→ **Description of the task**
Once you find the line with "the meadow, given" in the entries below, return exactly every line from it through the line with "the hill, given".

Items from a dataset
════════════════════
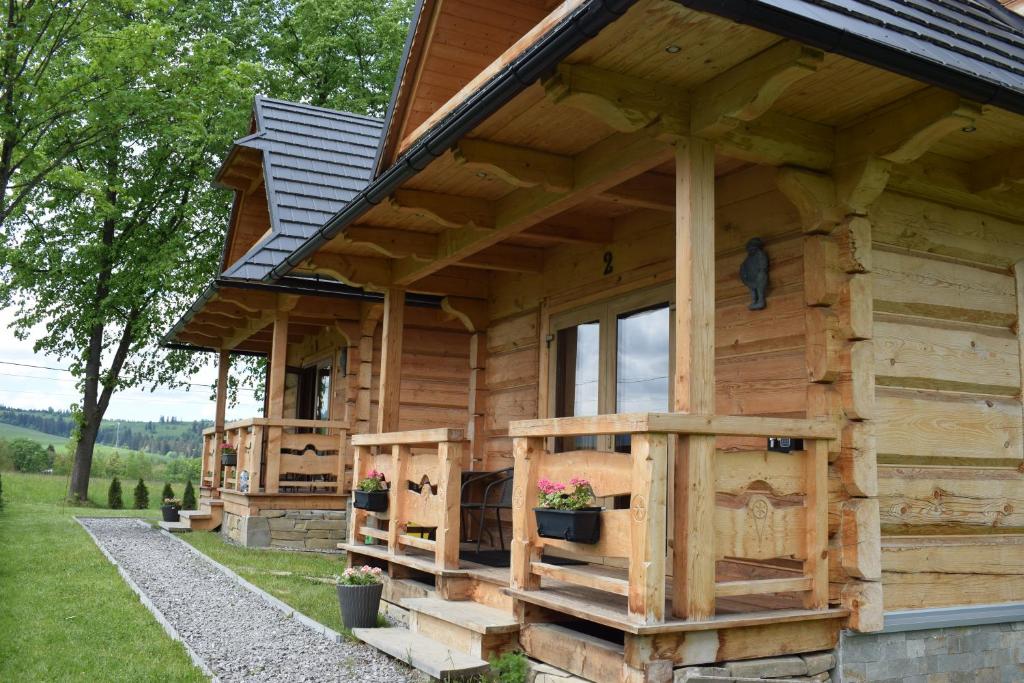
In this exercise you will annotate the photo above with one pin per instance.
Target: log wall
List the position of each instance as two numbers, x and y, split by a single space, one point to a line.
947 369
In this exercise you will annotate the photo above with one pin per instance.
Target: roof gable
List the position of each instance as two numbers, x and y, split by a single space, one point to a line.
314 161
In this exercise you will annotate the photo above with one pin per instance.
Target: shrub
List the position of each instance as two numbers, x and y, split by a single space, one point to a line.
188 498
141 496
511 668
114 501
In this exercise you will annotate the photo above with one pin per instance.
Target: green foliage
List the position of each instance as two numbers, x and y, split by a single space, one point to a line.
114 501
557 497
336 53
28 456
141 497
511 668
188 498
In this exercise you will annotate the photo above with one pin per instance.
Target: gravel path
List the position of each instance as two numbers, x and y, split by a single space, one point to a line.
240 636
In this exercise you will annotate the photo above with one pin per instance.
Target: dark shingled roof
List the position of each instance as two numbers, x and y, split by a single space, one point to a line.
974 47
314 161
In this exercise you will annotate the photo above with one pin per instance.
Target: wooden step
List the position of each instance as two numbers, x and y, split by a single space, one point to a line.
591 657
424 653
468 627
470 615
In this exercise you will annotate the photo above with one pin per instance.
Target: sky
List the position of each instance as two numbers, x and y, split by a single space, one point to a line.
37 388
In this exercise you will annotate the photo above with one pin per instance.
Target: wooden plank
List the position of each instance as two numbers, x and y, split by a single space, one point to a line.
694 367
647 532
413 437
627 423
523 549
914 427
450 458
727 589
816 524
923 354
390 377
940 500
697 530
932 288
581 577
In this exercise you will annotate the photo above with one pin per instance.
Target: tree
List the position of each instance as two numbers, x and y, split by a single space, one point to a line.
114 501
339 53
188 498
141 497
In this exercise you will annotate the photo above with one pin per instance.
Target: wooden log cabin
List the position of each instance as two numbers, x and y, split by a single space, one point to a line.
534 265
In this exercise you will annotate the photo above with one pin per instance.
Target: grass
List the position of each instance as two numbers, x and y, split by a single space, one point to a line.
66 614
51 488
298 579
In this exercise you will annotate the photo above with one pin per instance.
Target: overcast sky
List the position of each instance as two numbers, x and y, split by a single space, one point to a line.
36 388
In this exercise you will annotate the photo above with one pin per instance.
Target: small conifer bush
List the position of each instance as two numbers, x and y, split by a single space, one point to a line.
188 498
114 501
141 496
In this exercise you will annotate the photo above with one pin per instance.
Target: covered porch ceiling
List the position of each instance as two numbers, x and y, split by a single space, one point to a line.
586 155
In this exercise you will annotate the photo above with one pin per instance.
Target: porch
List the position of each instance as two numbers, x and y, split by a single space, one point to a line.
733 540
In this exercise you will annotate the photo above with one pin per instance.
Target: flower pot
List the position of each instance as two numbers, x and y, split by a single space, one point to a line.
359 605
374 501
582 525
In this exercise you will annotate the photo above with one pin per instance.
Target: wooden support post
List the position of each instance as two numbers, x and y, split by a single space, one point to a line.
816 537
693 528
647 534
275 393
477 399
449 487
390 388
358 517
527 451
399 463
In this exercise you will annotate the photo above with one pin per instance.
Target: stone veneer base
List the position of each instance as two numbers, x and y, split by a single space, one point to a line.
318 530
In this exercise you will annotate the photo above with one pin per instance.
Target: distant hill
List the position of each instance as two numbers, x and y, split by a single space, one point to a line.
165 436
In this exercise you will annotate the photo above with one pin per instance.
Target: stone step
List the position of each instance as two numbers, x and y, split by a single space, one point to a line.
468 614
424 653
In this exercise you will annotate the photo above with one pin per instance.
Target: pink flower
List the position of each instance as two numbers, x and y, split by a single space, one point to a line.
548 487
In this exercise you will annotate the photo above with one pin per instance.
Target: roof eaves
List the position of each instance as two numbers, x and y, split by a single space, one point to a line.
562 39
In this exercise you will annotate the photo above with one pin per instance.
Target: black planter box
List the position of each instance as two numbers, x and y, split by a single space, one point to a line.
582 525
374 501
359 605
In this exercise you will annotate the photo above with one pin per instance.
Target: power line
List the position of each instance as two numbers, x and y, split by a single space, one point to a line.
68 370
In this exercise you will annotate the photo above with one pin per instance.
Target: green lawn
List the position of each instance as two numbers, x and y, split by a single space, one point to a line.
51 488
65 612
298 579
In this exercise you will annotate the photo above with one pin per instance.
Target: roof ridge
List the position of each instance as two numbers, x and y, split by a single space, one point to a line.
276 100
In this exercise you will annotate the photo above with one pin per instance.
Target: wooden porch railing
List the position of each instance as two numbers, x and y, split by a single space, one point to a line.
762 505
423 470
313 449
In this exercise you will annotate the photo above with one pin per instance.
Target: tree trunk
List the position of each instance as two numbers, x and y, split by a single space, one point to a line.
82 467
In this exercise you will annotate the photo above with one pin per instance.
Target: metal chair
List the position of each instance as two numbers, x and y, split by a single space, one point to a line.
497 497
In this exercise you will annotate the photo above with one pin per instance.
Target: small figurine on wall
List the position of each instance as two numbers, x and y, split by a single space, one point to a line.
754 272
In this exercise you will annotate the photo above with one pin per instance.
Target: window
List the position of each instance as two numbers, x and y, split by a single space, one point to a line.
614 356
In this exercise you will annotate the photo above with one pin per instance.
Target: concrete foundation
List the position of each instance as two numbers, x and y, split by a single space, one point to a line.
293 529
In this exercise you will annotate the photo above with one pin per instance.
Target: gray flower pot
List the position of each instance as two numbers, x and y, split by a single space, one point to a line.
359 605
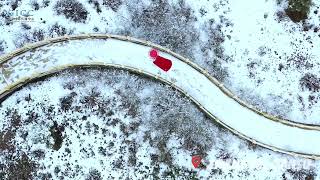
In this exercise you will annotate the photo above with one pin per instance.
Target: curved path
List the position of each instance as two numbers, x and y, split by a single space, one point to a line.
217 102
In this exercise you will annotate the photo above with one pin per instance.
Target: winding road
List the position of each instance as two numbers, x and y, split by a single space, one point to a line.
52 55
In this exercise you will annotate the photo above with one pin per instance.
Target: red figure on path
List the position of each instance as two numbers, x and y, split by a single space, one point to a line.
════════════════════
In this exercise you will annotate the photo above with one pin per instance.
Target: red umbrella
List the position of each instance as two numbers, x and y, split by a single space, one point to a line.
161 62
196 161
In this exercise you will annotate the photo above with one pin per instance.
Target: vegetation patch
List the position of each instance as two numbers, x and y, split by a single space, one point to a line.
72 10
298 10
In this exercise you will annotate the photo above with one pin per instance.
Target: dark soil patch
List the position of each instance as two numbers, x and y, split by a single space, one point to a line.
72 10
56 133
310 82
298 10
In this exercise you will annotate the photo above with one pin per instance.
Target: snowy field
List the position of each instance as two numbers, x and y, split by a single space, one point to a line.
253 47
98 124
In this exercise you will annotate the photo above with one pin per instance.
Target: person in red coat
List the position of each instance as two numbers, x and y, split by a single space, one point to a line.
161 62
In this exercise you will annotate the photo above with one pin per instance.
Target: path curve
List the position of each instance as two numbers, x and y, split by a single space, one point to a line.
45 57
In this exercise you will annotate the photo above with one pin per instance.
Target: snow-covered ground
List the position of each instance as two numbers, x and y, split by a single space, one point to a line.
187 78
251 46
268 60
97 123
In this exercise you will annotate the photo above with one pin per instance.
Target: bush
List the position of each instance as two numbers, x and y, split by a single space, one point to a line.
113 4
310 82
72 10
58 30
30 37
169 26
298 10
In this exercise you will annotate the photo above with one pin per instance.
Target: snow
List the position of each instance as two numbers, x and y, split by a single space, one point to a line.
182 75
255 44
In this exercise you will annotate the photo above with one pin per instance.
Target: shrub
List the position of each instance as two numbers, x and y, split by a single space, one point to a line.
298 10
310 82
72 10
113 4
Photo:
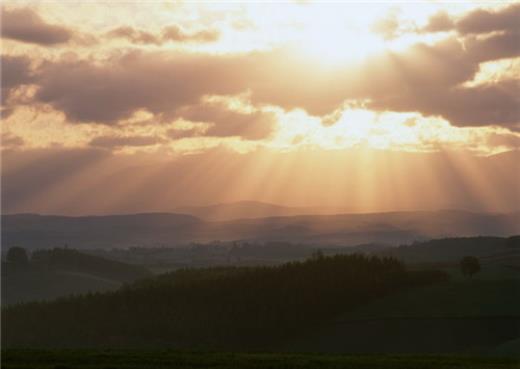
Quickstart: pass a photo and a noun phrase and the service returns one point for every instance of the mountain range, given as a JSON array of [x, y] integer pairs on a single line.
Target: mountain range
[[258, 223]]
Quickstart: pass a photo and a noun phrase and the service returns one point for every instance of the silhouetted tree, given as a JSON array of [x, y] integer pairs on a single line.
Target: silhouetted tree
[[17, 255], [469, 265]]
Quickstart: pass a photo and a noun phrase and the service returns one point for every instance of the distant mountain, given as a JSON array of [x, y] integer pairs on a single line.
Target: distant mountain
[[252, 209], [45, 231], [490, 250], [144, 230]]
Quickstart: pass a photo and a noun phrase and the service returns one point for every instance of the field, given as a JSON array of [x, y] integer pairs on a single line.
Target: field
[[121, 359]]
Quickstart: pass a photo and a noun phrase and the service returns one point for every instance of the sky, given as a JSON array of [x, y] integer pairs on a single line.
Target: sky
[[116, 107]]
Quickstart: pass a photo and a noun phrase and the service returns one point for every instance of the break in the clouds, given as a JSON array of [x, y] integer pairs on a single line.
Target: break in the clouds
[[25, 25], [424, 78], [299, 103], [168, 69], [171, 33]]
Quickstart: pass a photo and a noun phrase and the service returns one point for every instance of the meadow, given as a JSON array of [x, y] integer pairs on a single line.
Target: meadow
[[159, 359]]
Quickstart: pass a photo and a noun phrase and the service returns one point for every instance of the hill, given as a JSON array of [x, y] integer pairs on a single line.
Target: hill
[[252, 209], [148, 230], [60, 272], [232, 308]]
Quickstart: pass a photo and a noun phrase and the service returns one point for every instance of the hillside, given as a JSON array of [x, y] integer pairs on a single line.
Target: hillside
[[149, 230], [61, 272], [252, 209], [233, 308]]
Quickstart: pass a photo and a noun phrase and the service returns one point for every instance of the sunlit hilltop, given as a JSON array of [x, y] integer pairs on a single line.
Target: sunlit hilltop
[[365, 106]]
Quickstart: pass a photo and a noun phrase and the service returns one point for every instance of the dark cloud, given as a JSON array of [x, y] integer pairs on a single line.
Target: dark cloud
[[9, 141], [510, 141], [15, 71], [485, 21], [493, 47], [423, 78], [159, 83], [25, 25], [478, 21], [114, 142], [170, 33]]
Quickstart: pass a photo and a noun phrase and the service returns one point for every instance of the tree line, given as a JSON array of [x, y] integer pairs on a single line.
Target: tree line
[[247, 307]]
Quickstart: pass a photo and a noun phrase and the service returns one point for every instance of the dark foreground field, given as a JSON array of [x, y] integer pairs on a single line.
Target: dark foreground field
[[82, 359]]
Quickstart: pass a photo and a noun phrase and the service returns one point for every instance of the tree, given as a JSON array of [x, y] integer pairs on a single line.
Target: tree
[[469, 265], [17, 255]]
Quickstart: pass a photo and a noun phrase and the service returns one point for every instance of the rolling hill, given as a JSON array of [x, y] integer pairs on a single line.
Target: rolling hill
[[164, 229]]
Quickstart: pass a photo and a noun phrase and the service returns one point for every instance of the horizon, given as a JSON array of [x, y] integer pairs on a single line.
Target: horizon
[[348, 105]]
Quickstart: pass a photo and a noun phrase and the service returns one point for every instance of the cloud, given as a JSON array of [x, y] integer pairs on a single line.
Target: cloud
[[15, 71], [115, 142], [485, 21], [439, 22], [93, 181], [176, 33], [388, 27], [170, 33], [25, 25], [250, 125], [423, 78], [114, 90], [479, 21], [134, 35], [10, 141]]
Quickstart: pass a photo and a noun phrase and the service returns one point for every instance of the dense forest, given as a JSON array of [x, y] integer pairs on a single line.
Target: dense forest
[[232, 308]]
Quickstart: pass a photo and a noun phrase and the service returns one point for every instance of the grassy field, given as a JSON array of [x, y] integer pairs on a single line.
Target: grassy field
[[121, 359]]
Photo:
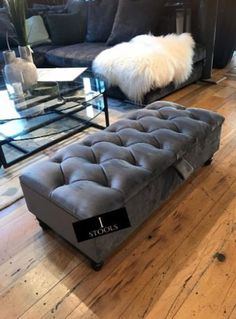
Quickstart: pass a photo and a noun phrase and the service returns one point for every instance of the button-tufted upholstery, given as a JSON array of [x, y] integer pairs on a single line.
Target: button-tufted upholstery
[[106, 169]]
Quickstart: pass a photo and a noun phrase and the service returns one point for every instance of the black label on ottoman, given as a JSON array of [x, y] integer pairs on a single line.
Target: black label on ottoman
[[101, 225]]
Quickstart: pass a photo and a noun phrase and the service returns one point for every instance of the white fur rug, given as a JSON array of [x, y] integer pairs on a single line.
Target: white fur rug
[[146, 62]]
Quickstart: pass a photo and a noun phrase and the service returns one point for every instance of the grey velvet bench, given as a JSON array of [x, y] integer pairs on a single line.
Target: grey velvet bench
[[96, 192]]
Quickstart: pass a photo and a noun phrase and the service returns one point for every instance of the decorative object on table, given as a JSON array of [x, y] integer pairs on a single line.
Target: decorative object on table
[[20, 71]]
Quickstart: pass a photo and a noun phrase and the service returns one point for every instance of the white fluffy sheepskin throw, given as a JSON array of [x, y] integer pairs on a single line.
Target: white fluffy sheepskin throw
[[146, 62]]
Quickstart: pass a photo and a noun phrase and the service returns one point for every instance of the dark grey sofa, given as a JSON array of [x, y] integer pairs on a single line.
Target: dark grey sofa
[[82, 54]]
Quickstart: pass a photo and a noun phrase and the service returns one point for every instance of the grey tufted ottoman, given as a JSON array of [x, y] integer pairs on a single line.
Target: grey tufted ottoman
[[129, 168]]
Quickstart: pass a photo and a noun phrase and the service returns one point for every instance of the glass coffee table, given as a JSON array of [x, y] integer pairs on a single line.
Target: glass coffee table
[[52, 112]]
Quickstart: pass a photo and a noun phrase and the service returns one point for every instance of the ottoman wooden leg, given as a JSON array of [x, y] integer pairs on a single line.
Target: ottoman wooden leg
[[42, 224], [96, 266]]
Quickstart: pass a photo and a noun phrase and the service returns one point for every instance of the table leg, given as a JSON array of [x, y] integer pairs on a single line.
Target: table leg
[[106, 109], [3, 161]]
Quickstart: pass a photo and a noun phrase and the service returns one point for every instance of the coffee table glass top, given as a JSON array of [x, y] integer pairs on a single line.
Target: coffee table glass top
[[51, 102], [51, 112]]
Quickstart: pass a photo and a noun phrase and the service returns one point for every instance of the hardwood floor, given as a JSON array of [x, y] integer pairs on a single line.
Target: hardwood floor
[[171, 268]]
════════════════════
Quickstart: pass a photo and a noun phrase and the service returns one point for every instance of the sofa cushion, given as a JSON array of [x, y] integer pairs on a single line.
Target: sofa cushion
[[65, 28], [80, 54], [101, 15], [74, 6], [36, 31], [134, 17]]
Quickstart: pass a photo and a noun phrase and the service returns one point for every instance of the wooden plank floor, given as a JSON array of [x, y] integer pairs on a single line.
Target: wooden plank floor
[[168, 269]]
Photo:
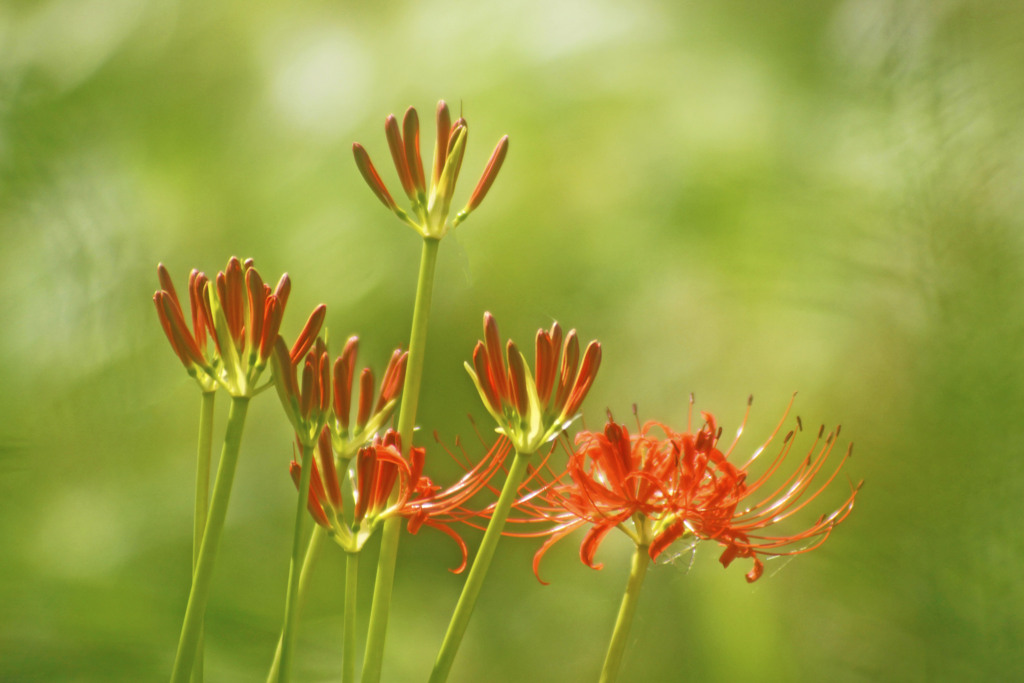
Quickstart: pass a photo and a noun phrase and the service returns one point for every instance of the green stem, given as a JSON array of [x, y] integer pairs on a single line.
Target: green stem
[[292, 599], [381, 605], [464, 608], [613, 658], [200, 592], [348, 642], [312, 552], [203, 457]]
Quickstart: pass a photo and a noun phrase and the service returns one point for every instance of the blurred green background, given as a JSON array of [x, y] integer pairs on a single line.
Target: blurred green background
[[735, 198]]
════════════════════
→ **Result**
Quickstart: pass a photo and a noun phrase and the service returns one point for every instance of the meadow, given as a JSON array of [x, y] integer pairs on a single line.
Target: meadow
[[159, 359]]
Quickstart: pass a photo and a noun phrase and the service returns one point for every instance of the hill, given as a JSON array of [x, y] integer pairs on a single line.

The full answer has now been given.